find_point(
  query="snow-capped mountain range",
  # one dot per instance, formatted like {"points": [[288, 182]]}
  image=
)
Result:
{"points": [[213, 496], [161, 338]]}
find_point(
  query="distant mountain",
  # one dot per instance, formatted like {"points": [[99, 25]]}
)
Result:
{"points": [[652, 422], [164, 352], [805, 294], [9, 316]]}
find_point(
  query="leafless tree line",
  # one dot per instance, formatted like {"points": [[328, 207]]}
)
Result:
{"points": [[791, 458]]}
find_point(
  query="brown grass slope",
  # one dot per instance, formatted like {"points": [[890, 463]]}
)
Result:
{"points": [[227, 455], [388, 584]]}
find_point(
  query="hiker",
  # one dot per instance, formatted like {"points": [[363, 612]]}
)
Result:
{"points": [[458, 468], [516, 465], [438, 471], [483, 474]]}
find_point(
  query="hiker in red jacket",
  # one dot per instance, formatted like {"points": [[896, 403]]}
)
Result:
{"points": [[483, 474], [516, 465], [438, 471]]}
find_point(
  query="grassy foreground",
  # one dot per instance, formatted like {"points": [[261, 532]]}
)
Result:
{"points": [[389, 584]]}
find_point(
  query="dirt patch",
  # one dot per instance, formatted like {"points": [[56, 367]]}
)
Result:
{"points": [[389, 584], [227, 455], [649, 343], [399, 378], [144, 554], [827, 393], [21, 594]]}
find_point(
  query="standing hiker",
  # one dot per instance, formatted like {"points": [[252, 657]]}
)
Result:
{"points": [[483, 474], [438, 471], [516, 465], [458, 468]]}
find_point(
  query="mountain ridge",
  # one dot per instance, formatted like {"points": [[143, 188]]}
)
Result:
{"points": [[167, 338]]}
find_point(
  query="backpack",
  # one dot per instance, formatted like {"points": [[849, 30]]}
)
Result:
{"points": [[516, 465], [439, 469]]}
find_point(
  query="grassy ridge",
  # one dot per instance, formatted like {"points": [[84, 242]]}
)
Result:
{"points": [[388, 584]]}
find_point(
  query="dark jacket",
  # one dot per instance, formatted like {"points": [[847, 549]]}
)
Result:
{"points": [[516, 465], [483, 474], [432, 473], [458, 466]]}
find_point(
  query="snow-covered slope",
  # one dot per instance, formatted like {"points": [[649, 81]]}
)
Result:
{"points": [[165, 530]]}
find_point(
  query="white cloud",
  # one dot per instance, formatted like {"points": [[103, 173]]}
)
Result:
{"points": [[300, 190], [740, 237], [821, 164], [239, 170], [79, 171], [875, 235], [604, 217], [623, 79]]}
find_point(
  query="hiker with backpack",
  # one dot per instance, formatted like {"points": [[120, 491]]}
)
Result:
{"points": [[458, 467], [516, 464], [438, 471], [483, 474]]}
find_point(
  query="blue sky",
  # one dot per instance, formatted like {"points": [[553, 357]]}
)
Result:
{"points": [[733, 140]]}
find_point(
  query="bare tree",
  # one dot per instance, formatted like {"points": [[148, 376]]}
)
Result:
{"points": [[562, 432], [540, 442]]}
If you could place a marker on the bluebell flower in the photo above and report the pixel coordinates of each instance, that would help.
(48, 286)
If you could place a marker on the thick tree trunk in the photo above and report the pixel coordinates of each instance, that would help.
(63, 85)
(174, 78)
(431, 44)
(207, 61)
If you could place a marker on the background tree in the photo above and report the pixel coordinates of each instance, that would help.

━━━━━━━━

◆ **Exercise aim**: Transcribe the data in full, keeping every character.

◆ **Output of the task**:
find_point(
  query="snow-capped mountain range",
  # one dot per instance, formatted like {"points": [[288, 182]]}
  image=
)
Result:
{"points": [[213, 496], [161, 338]]}
find_point(
  query="distant mountain",
  # one dot per instance, formatted like {"points": [[99, 25]]}
)
Result:
{"points": [[652, 422], [164, 352], [805, 294], [9, 316]]}
find_point(
  query="leafless tree line",
  # one dot per instance, formatted like {"points": [[328, 207]]}
)
Result:
{"points": [[791, 458]]}
find_point(
  query="brown grass slope",
  # one dot per instance, formatted like {"points": [[890, 463]]}
)
Result:
{"points": [[227, 455], [388, 584]]}
find_point(
  query="hiker",
  # one dot per instance, formatted like {"points": [[363, 612]]}
)
Result:
{"points": [[458, 468], [516, 465], [438, 471], [483, 474]]}
find_point(
  query="hiker in red jacket",
  # one dot per instance, formatted like {"points": [[896, 403]]}
)
Result:
{"points": [[483, 474], [516, 465], [438, 471]]}
find_point(
  query="grassy foreground",
  # one dot per instance, formatted like {"points": [[261, 532]]}
)
Result:
{"points": [[389, 584]]}
find_point(
  query="dirt patch",
  # one dot per instance, formatted like {"points": [[56, 367]]}
)
Result:
{"points": [[389, 584], [227, 455], [649, 343], [399, 378], [144, 554], [827, 393], [21, 594]]}
find_point(
  query="standing hiker",
  # one dot per instance, formatted like {"points": [[252, 657]]}
)
Result:
{"points": [[483, 474], [438, 471], [516, 465], [458, 468]]}
find_point(
  query="mountain ridge",
  # one dot per instance, formatted like {"points": [[143, 188]]}
)
Result:
{"points": [[167, 338]]}
find_point(
  query="backpack",
  # one dot per instance, formatted like {"points": [[849, 30]]}
)
Result:
{"points": [[516, 465], [439, 469]]}
find_point(
  query="grassy ridge",
  # one dot per instance, formatted like {"points": [[84, 242]]}
)
Result:
{"points": [[388, 584]]}
find_point(
  query="dark jacket",
  # one dot per instance, formatted like {"points": [[847, 549]]}
)
Result:
{"points": [[516, 465], [483, 474], [432, 473], [458, 466]]}
find_point(
  query="snow-covered slope",
  # one dot per instance, formatted like {"points": [[649, 81]]}
)
Result:
{"points": [[165, 530]]}
find_point(
  query="white cloud",
  # one dot per instance, formatted like {"points": [[103, 173]]}
)
Result:
{"points": [[300, 190], [740, 237], [821, 164], [239, 170], [79, 171], [875, 235], [604, 217], [623, 79]]}
find_point(
  query="hiker with backpack",
  # one dot per instance, formatted like {"points": [[120, 491]]}
)
Result:
{"points": [[458, 467], [516, 464], [438, 471], [483, 474]]}
find_point(
  query="blue sky",
  # one dot per instance, formatted like {"points": [[553, 357]]}
)
Result:
{"points": [[733, 140]]}
find_point(
  query="bare tree",
  # one dot per instance, formatted like {"points": [[148, 376]]}
)
Result:
{"points": [[562, 432], [540, 442]]}
If you could place a marker on the bluebell flower in the photo above and report the pixel coordinates of each instance, that would help.
(48, 286)
If you could place a marker on the thick tree trunk in the photo above and report the pixel coordinates of each instance, that would help.
(63, 85)
(174, 78)
(431, 44)
(207, 61)
If you could place a marker on the background tree in the photo above and report the pixel coordinates of each instance, that would help.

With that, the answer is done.